- **Exercise instructions**
- A) Copy the passage of the RxnSim package page from "Package 'RxnSim'" up to and including "al. (2015) <doi:10.1093/bioinformatics/btv416>.".
- B) Under what license is the package on the RxnSim package page released?
- C) Pick up the RxnSim package page where it leaves off and write what follows.

- **Source text**
Package 'RxnSim'

Title: Functions to Compute Chemical and Chemical Reaction Similarity
Description: Methods to compute chemical similarity between two or more reactions and molecules. Allows masking of chemical substructures for weighted similarity computations. Uses packages 'rCDK' and 'fingerprint' for cheminformatics functionality. Methods for reaction similarity and sub-structure masking are as described in: Giri et al. (2015) <doi:10.1093/bioinformatics/btv416>.
Authors: Varun Giri [aut, cre]
Maintainer: Varun Giri <[email protected]>
License: GPL-3
Version: 1.0.4
Built: 2024-11-03 06:44:54 UTC
Source: CRAN

Help Index


Functions to compute chemical reaction and molecular similarity

Description

RxnSim provides methods to compute molecular and reaction similarity. It uses rCDK package (R Interface to the CDK Libraries) and fingerprints package for chemoinformatic routines.

- **Given data**
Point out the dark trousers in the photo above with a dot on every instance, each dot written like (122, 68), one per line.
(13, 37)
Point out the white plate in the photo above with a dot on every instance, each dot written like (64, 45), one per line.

- **Answers**
- A)
Package 'RxnSim'

Title: Functions to Compute Chemical and Chemical Reaction Similarity
Description: Methods to compute chemical similarity between two or more reactions and molecules. Allows masking of chemical substructures for weighted similarity computations. Uses packages 'rCDK' and 'fingerprint' for cheminformatics functionality. Methods for reaction similarity and sub-structure masking are as described in: Giri et al. (2015) <doi:10.1093/bioinformatics/btv416>.

- B) GPL-3

- C)
Details

RxnSim provides methods to compute chemical similarity between two or more reactions and molecules. Molecular similarity is computed based on structural features. Reaction similarity is a function of similarities of participating molecules. The package provides multiple methods to extract structural features as fingerprints (or feature vectors) and similarity metrics. It additionally provides functionality to mask chemical substructures for weighted similarity computations. It uses rCDK and fingerprint packages for cheminformatics functionality.

User functions:

rs.compute

computes similarity between two reactions.

rs.compute.list

computes similarity between all pairs of reactions from two lists.

rs.compute.sim.matrix

computes pairwise similarity between all reactions in a list.

rs.compute.DB

computes similarity of a reaction to those in a reaction database (DB) object read from a text file.

rs.makeDB

reads a text file containing EC Numbers, Reaction Names and Reaction SMILES and converts it into a reaction DB object.

ms.compute

computes similarity between two molecules.

ms.compute.sim.matrix

computes pairwise similarity between all molecules in a list.

rs.clearCache

clears fingerprint cache.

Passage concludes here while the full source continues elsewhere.